## STATED PROBLEM
Copy all of the material below word for word, and leave the pictures out.

## SUPPLIED DATA
☆ ☆ ☆
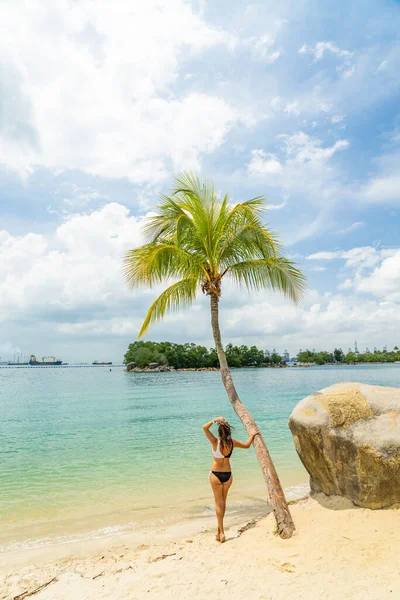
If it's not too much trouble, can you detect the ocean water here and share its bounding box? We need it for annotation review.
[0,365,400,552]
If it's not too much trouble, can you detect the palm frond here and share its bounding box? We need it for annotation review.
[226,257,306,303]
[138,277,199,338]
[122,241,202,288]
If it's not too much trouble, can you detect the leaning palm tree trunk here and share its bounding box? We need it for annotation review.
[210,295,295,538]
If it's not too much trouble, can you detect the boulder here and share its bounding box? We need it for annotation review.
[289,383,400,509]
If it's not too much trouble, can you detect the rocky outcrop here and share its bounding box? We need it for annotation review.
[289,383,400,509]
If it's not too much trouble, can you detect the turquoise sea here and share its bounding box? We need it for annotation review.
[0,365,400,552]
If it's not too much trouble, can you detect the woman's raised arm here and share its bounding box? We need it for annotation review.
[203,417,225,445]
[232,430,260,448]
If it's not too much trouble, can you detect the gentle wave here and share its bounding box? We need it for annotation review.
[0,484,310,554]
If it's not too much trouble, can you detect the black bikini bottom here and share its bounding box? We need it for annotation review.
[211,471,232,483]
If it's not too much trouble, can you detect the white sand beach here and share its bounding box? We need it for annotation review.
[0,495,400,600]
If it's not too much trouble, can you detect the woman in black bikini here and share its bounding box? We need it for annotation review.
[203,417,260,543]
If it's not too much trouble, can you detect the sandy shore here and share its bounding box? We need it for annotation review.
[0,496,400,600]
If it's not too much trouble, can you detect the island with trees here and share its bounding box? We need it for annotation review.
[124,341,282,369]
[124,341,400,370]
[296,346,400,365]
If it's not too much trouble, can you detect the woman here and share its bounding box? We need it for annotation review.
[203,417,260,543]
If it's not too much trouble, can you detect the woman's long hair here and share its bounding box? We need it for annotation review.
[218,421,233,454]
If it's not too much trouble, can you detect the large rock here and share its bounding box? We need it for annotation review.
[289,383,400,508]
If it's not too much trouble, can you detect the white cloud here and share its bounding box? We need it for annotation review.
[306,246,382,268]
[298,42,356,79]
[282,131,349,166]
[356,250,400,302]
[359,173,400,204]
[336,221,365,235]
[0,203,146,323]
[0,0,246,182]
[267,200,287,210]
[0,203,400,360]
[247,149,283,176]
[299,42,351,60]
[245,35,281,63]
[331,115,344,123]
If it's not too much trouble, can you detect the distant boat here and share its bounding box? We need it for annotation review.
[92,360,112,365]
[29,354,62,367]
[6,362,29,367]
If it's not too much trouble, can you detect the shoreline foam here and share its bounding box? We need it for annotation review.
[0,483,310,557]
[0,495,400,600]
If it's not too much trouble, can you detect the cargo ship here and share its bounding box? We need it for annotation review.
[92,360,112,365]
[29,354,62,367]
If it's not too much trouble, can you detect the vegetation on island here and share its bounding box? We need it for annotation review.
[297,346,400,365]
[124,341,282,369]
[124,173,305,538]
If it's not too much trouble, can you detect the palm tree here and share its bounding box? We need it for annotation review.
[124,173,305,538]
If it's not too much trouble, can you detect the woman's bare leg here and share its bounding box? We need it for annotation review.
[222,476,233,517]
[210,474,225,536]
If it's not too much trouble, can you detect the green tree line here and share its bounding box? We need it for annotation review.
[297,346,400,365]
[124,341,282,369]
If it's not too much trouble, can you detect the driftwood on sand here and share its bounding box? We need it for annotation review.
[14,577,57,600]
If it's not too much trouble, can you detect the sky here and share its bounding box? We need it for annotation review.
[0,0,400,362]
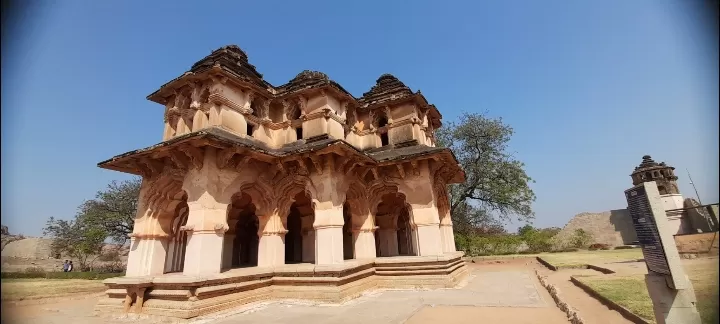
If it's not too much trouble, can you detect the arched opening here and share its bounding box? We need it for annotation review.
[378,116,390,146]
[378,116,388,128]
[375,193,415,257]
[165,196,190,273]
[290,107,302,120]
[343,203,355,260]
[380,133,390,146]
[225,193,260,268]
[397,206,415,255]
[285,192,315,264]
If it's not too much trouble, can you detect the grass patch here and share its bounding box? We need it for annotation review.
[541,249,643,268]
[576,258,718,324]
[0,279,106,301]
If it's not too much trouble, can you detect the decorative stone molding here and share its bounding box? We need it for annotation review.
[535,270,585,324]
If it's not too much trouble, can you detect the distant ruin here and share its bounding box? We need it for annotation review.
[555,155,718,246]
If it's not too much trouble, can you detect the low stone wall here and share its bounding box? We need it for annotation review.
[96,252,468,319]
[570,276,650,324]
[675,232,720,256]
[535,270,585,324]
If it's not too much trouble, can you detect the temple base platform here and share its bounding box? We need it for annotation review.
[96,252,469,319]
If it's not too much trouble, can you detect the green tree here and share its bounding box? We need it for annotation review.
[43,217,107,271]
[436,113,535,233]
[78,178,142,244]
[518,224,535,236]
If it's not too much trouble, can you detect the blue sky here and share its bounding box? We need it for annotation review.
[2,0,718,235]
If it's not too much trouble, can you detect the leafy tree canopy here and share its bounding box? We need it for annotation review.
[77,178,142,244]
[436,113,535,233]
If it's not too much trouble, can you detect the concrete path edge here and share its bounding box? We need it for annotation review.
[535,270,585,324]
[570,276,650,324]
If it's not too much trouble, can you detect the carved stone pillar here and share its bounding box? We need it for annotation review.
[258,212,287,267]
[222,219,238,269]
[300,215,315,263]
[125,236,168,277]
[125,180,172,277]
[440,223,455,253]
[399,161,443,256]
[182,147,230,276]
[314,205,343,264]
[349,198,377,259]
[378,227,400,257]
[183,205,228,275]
☆ ☆ ☆
## RESPONSE TO THE EXERCISE
If it's not too much trouble, can you detect the ocean water here and share its bounding box? We need it for annotation review.
[0,365,400,552]
If it's not too much trouble, can you detect the palm frond here and share its bounding box? We need it for annotation review.
[226,257,306,303]
[138,277,199,338]
[122,241,202,288]
If it's not too much trouble, can you detect the leaning palm tree trunk here and share its bounding box? We need it for annotation review.
[210,295,295,538]
If it's not too much trouble, can you detect the boulder here and share its bounding box? We need it for annotation review.
[289,383,400,509]
If it's not too much trouble, can you detect the rocky outcrop here and share its bounding box? We need it for annotation review.
[289,383,400,509]
If it's not too much trouble, can you detect the turquoise sea here and share its bounding box? We need it for annotation review.
[0,365,400,552]
If it's not too much trouble, can you detect the woman's raised arm here and share its bounding box? We need it for annotation review.
[203,417,225,445]
[232,430,260,448]
If it's not too much trouble, can you detect the gentle wave here and share its bounding box? We need it for annotation review.
[0,484,310,554]
If it's not too much trouble, can you detect the black bikini bottom here and share its bounding box? We need it for annotation review.
[211,471,232,483]
If it's not too much trouble, can you detect the white sand beach here and share its bounding box? We need it for annotation review.
[0,495,400,600]
If it's not too much trouble, can you detect the woman in black bikini here and share its bounding box? We need it for annotation review.
[203,417,260,543]
If it's not too much trouble, can you detect the sandy shore here and share its bounding box? We need it for annotation review.
[0,496,400,600]
If it's not too much trouble, can you detect the island with trees here and share its bounding box? We need it for annotation review.
[124,341,282,369]
[124,341,400,370]
[296,346,400,365]
If it's not too much trouble, can you detect the woman here and share its bounding box? We need it for annotation review.
[203,417,260,543]
If it's not too much trouble, can you detect the woman's long hair here and share its bounding box? We need it for annotation review.
[218,421,233,454]
If it's not too much trouble, can you detect the large rock here and share its bounding box? We need it for annotation review.
[289,383,400,508]
If it's not too much trouble, can you detect the white cloud here and share its bounding box? We need it for annotation review.
[306,246,382,268]
[298,42,356,79]
[282,131,349,166]
[356,250,400,302]
[359,173,400,204]
[336,221,365,235]
[0,203,146,323]
[0,0,246,182]
[267,200,287,210]
[0,203,400,360]
[247,149,283,176]
[299,42,351,60]
[245,35,281,63]
[331,115,344,123]
If it's not too much trouble, can you detect the distant boat here and share its bounding box? We need it for annotation review.
[92,360,112,365]
[29,354,62,367]
[6,362,29,367]
If it's not too much trouble, can you detect the shoreline foam here and share its bounding box? We need it for annotation review.
[0,483,310,557]
[0,495,400,600]
If it's not too much trouble, can you detect the cargo ship here and share its bounding box? We need it for annotation review.
[92,360,112,365]
[29,354,62,367]
If it's not too much trouble, can you detect the vegetation on island here and share its bounding box? We need it for annotation review.
[297,346,400,365]
[124,341,282,369]
[124,173,305,538]
If it's not too much trouble, can you detect the palm tree here and share its bounding box? We need it for annotation review.
[124,173,305,538]
If it's not too much trouble, can you detect the woman's bare leg here and share its bounding box? We need it for annotation review.
[222,476,233,517]
[210,474,225,536]
If it's not too much trouble, can you detect the green tree line here and share its bounding box? We need it for annotation review.
[297,346,400,365]
[124,341,282,369]
If it's not too much trouble, can you detect the driftwood on sand here and share its bounding box? We need it for annotation review.
[14,577,57,600]
If it's not too much trouble, can you detect the sky here and share its bounding box? We need it for annotation review.
[0,0,400,362]
If it's not too much trouble, can you detect the arched opening here and share its bounding box? We need it for annotation review.
[378,116,390,146]
[378,116,388,128]
[375,193,415,257]
[165,196,190,273]
[290,107,302,120]
[343,203,355,260]
[380,133,390,146]
[225,193,260,268]
[397,206,415,255]
[285,192,315,264]
If it's not too much trouble, can you detect the grass patch here and share its bounding box? We need it for annotation review.
[541,249,643,268]
[576,258,718,324]
[0,279,106,301]
If it's not too much trouble, can you detect the decorative stone molding here and share its bounding box? We need it for annotation review.
[535,270,585,324]
If it's not too much trouble, can you detect the distant ruin here and share its bounding box? We need it for annotation review.
[555,155,718,246]
If it's not too much trouble, can you detect the low stone wall here and share its bounding box? We need it for annotation review.
[96,252,468,319]
[570,276,650,324]
[675,232,720,256]
[535,270,585,324]
If it's not too much trouble, can you detect the temple base platform here and share its bounding box? We need it for annotation review.
[96,252,469,319]
If it's not too much trouble, can you detect the green tree here and share its bounding box? We need it for annotation review.
[43,217,107,271]
[436,113,535,233]
[78,178,142,244]
[518,224,535,236]
If it's not too much trouble, can you detect the blue sky here and share its bounding box? We need it for annotation review.
[2,0,718,235]
If it's not too much trouble, can you detect the leafy tree canopy here and share its bounding box? We need it for annotation review.
[77,178,142,244]
[436,113,535,233]
If it's not too much trouble, can you detect the concrete path edge here and share its bounding box? We need it for annotation review.
[535,270,585,324]
[570,276,650,324]
If it's not too much trouble, can you detect the carved stone pillar here and share its bounding box? We need it for annotation review.
[258,212,287,267]
[222,219,238,269]
[300,215,315,263]
[125,236,168,277]
[125,180,172,277]
[440,223,455,253]
[399,161,443,256]
[182,147,230,276]
[314,205,343,264]
[349,198,377,259]
[378,227,400,257]
[183,205,228,275]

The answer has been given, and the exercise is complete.